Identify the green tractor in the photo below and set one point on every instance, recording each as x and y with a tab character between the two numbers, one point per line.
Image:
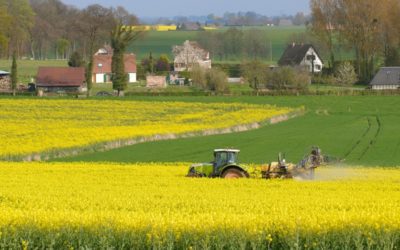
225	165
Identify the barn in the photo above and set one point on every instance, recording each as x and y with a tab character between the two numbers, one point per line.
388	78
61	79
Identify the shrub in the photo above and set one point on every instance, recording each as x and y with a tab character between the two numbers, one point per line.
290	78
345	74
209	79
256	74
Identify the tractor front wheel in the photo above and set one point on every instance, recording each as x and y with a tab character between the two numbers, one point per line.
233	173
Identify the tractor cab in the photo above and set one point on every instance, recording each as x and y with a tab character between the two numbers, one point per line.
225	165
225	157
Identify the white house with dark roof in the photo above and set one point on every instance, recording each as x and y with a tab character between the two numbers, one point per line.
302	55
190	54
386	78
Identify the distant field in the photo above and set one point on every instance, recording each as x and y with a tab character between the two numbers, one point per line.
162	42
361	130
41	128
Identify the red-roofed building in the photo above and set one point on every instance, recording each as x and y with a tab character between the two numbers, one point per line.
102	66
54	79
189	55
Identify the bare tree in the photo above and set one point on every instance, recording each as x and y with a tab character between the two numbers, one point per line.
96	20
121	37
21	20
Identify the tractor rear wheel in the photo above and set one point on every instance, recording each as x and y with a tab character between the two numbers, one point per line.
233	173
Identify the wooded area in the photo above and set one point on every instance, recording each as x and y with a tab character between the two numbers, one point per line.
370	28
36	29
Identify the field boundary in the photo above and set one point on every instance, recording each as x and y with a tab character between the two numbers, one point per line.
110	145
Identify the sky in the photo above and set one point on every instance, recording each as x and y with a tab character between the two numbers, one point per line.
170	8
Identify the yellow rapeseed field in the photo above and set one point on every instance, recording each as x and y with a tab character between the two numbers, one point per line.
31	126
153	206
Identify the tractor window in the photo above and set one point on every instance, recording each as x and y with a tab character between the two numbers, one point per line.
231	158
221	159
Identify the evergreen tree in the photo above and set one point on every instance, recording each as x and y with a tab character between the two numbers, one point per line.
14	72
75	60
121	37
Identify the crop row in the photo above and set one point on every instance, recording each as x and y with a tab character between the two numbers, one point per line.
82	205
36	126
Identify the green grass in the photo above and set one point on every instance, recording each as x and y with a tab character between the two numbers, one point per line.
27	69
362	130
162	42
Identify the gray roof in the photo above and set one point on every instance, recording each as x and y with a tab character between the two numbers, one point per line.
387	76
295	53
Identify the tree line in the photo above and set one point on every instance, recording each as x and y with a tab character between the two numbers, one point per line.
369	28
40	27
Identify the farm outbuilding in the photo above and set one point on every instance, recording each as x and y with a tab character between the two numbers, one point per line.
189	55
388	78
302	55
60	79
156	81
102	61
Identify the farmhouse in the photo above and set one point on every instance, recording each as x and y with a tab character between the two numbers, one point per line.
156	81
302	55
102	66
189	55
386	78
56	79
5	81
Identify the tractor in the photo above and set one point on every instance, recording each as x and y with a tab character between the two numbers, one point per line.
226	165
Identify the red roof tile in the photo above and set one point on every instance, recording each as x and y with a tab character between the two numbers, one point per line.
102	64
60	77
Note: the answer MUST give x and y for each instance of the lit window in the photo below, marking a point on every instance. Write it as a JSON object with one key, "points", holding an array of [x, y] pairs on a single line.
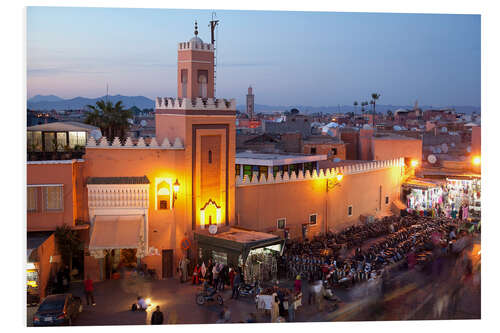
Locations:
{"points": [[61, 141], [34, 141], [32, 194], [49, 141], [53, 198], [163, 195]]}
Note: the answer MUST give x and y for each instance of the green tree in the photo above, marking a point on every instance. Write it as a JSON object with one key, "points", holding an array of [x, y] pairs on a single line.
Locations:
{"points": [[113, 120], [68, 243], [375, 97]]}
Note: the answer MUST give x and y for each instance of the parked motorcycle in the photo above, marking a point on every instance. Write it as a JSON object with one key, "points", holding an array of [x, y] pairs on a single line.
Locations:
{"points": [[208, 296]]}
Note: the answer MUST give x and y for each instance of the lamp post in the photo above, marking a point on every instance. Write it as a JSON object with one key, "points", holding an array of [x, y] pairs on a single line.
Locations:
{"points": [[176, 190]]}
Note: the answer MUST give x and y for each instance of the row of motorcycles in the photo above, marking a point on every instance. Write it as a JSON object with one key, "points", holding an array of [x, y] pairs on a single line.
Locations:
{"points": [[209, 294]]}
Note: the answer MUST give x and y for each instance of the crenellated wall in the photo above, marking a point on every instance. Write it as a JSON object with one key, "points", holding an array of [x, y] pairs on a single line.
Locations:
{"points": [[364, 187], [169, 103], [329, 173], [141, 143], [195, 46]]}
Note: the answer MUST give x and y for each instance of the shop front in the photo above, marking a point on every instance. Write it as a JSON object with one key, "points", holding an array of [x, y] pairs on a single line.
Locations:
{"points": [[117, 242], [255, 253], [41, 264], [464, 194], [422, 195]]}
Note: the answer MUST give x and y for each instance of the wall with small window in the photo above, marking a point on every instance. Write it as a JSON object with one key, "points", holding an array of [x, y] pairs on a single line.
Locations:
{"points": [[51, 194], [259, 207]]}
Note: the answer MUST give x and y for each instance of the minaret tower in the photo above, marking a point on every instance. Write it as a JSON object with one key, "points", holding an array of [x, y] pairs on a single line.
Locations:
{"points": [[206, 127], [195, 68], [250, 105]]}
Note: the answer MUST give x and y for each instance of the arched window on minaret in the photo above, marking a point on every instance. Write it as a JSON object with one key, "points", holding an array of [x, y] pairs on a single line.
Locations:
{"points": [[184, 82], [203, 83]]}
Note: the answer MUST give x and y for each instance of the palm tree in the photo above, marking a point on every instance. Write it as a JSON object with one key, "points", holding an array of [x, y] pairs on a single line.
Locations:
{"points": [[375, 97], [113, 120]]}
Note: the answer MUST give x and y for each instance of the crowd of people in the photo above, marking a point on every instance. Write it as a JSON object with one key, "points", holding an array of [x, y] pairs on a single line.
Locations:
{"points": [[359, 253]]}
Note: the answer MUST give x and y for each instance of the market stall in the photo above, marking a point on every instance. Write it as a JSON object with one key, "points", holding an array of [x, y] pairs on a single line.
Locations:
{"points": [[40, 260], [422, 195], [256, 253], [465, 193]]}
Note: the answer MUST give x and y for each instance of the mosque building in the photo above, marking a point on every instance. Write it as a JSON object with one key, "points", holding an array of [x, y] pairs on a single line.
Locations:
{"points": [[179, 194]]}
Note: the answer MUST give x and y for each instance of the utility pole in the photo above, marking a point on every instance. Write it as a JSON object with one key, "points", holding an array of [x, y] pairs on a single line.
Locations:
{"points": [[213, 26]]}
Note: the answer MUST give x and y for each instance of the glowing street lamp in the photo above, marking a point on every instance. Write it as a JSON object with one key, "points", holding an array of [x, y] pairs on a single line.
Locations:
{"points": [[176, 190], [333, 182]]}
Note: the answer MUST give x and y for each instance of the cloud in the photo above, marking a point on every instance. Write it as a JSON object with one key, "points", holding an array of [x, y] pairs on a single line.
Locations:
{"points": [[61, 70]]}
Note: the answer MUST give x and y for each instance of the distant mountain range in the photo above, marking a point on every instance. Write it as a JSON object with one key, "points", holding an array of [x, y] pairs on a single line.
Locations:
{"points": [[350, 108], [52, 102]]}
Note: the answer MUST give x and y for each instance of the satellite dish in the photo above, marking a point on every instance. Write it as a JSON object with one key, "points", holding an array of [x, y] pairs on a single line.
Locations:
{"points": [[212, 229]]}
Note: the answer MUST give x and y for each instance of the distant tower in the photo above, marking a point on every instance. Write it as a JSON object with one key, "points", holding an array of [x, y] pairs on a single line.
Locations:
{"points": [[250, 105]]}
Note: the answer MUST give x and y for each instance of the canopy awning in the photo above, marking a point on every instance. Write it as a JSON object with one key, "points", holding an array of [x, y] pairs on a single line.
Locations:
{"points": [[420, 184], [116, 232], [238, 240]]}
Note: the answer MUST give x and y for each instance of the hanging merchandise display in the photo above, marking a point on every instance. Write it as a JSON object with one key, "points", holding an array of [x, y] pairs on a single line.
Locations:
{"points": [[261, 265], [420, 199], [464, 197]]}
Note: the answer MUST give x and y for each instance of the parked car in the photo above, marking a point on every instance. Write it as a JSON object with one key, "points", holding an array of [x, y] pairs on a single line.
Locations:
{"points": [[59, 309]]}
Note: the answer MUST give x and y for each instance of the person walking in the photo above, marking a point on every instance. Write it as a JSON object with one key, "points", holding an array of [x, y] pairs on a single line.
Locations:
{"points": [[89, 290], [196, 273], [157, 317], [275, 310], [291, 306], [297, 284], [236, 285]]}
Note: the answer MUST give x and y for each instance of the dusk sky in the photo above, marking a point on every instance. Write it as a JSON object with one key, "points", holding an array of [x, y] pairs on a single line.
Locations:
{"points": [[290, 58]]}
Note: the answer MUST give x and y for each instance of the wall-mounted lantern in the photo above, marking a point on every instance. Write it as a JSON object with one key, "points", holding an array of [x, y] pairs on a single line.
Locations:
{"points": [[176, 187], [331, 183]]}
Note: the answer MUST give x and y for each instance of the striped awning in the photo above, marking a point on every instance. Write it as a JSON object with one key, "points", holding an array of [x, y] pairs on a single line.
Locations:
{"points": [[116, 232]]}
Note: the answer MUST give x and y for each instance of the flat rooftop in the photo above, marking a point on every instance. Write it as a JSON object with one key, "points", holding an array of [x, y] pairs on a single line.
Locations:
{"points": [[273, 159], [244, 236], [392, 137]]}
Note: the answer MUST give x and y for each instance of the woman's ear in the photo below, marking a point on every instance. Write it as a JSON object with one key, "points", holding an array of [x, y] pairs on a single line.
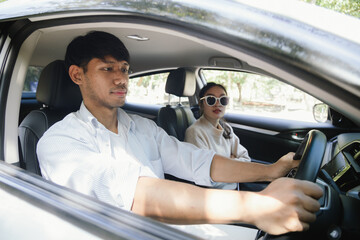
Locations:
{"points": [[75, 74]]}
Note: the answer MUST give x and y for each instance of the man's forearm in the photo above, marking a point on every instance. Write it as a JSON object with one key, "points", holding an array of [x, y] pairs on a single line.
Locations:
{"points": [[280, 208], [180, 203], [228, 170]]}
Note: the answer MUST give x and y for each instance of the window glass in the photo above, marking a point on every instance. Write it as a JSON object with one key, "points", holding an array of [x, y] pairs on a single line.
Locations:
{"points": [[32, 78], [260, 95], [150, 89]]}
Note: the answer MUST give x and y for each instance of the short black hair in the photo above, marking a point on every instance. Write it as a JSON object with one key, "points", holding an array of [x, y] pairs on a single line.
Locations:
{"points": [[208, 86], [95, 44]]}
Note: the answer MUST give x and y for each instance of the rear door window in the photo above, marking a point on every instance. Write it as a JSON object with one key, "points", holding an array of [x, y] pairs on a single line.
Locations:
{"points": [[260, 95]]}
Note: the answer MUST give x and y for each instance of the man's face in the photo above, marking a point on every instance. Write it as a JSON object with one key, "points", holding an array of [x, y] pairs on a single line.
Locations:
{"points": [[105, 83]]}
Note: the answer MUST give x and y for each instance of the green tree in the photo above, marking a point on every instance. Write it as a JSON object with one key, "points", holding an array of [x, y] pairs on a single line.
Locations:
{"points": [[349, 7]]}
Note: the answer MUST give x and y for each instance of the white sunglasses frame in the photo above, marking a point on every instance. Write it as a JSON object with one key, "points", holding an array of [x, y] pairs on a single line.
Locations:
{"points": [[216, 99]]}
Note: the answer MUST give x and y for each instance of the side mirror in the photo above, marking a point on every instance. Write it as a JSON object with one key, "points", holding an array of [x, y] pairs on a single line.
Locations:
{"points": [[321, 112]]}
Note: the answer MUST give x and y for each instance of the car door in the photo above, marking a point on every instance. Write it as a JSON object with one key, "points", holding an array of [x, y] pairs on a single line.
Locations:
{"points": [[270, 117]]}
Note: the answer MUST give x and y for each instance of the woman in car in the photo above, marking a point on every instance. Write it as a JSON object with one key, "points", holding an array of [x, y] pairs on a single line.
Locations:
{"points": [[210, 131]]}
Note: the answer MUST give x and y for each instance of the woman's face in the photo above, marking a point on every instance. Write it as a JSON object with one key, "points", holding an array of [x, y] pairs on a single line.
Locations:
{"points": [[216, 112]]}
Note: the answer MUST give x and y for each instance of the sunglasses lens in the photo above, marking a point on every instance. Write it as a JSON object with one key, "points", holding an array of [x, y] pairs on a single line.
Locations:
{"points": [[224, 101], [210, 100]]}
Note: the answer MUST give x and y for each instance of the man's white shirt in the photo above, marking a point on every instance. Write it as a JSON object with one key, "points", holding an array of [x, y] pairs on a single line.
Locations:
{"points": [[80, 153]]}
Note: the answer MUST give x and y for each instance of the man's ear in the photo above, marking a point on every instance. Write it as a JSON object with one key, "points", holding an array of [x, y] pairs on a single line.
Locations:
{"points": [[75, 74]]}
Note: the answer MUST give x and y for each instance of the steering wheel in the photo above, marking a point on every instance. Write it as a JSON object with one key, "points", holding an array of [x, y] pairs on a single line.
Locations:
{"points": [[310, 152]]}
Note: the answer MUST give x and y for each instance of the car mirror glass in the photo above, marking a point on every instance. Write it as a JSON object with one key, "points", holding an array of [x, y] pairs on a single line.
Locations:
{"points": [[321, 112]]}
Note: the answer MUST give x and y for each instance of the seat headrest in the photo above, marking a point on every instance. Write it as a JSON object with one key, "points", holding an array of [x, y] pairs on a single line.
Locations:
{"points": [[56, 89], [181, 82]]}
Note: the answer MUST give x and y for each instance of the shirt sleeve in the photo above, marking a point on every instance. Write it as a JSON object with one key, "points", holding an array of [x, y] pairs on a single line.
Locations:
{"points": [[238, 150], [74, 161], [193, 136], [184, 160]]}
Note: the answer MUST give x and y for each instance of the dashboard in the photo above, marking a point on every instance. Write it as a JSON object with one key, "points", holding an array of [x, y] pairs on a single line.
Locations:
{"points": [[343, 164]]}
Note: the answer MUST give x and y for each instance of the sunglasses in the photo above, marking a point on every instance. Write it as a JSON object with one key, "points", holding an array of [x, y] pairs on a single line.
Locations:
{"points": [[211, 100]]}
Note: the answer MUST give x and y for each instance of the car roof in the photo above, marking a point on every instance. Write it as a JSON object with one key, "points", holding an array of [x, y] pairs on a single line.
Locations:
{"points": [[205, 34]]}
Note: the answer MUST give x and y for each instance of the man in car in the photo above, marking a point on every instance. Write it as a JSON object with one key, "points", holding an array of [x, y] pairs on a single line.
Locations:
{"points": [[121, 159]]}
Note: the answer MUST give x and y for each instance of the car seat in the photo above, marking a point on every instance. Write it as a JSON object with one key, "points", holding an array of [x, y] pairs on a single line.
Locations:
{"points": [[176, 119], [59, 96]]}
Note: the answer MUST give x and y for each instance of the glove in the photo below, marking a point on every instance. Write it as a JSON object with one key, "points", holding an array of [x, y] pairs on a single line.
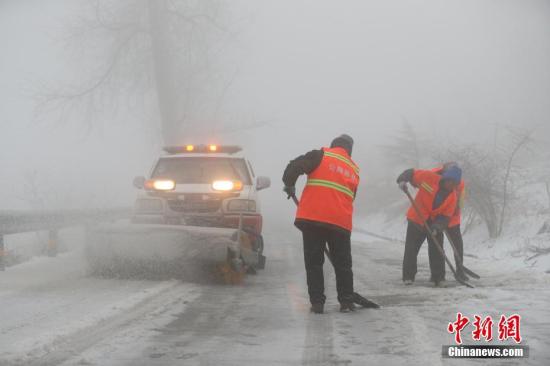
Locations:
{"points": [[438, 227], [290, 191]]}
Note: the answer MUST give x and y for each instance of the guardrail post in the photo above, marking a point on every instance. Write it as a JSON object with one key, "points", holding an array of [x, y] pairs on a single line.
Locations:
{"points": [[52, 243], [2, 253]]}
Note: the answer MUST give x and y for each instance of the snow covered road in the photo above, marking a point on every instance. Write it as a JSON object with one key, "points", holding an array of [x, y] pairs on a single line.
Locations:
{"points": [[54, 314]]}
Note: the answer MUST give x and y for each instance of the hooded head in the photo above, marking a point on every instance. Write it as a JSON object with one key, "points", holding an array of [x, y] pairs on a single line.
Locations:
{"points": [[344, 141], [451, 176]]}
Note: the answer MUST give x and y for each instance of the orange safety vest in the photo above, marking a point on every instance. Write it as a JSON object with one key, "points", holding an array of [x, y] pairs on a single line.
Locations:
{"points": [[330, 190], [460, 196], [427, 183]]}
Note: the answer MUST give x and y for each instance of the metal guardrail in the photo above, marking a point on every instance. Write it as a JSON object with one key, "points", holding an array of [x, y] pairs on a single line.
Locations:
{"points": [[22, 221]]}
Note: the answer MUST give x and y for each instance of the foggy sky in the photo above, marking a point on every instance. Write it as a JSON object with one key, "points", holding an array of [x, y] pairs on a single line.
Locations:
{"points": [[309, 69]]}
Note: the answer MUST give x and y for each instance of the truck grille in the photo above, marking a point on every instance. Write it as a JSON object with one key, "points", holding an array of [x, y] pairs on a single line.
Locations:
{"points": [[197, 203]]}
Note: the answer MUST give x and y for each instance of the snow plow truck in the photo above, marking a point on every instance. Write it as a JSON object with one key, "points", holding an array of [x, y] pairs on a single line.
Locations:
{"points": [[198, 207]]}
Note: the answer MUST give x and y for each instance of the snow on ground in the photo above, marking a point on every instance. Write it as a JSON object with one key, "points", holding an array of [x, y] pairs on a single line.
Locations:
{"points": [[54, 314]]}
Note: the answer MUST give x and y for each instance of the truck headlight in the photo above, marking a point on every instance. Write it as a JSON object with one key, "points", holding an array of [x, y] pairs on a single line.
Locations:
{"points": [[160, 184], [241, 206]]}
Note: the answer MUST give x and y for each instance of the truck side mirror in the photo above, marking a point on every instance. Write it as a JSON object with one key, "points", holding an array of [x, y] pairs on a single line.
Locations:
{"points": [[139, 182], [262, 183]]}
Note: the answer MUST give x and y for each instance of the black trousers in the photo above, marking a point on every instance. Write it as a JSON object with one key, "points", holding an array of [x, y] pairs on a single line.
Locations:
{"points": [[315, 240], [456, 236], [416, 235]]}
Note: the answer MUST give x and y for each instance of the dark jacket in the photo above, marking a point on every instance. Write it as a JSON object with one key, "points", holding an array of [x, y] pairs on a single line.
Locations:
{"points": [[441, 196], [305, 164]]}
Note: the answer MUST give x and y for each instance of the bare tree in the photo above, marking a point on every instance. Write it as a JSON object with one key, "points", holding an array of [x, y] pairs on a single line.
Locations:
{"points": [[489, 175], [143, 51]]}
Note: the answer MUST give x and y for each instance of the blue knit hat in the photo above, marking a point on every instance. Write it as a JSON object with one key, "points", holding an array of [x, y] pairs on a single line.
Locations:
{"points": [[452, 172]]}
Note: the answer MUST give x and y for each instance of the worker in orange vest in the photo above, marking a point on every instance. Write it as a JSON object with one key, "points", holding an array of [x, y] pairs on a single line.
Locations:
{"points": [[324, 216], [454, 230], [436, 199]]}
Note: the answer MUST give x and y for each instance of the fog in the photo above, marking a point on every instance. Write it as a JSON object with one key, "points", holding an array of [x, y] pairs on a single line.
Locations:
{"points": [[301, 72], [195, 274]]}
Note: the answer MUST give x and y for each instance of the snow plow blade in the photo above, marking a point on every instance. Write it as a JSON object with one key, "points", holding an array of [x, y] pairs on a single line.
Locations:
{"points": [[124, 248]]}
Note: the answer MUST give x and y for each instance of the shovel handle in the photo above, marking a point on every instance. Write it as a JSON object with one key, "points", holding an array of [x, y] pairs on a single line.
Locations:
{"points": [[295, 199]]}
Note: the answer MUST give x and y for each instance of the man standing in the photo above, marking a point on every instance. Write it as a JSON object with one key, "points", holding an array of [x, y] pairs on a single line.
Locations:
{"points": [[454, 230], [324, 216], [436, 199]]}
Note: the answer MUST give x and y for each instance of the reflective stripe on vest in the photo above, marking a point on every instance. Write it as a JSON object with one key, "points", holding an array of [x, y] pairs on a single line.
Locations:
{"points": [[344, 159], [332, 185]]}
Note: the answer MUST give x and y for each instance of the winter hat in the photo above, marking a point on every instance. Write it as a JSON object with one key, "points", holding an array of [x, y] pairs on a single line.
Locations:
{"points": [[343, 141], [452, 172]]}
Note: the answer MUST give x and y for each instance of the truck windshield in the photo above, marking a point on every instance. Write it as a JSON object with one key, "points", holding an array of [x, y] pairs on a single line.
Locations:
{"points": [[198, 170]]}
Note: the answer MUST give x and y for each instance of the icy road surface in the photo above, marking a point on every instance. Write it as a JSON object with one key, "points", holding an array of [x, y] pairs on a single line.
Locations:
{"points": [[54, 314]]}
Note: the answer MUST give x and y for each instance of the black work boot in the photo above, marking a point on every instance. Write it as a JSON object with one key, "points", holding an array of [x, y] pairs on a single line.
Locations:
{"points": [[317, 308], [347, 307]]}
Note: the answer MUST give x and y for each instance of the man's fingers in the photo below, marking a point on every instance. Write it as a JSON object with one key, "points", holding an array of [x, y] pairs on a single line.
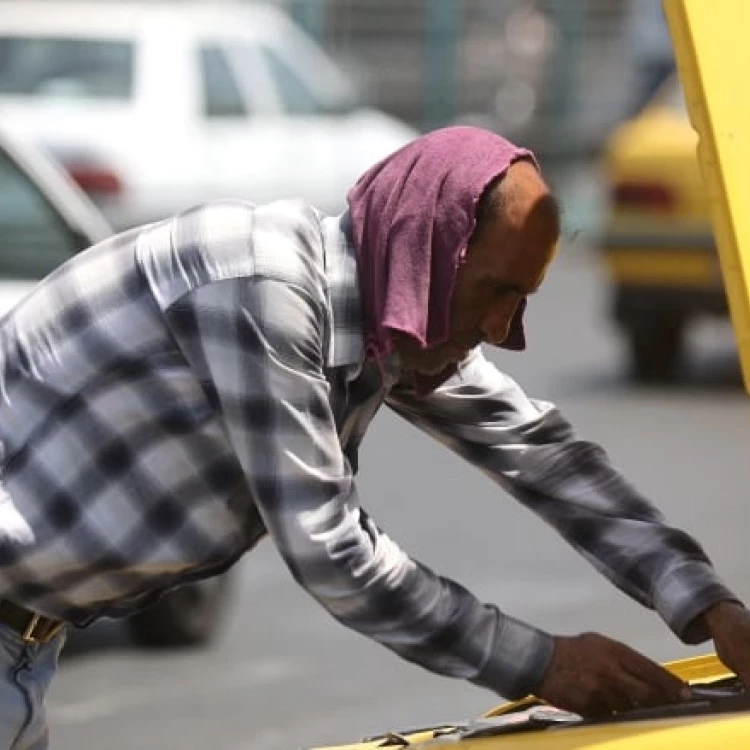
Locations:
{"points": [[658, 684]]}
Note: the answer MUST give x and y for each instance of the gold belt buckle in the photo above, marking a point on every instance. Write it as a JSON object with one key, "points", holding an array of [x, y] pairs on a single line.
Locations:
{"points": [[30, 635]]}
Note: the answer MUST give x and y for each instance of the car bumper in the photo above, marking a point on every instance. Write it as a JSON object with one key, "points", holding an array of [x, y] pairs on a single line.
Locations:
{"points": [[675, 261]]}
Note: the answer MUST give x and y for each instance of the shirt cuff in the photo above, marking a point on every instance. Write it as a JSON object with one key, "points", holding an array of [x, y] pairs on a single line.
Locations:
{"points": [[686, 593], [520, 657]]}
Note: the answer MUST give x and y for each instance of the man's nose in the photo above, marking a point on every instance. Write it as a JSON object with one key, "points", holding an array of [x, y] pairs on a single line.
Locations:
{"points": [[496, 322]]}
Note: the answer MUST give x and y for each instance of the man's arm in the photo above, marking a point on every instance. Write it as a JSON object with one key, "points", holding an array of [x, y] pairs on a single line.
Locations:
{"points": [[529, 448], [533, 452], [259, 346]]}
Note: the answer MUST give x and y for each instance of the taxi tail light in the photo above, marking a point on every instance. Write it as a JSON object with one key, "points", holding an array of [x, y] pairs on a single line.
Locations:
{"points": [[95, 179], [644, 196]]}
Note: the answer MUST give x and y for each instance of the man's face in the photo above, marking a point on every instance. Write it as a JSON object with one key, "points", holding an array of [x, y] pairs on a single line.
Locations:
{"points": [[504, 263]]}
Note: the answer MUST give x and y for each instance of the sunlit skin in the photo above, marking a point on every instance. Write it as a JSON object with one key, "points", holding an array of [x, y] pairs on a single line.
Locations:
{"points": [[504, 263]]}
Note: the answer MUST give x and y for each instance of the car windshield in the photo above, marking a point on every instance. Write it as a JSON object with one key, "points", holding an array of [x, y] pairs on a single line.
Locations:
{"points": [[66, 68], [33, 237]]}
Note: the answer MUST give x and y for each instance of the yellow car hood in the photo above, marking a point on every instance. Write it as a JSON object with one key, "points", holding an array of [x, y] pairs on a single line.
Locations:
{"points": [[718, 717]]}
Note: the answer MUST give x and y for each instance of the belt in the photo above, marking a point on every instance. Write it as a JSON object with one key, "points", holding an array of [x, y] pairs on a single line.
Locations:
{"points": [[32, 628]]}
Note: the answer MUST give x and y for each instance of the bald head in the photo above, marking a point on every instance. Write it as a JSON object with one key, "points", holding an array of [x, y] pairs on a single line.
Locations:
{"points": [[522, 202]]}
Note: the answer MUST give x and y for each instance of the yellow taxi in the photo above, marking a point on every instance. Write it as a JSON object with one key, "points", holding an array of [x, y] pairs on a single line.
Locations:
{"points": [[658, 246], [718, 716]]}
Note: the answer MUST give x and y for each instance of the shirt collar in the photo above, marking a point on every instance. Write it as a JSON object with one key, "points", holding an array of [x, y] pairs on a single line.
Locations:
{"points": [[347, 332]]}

Required work
From the entries above, copy each line holding "belt".

Result of this exercise
Note: the answer MUST give x and y for each instance of the gold belt buckle in the photo above, marking a point on every instance. Write it as a JSON object with one key, "points", holding an array of [x, y] pairs on a single line.
Note: the answer MUST give x and y for each instance of the belt in the photo above, marking a point on every instance. Write it as a JSON object with one key, "points", holding an array of [x, y] pairs on a single line.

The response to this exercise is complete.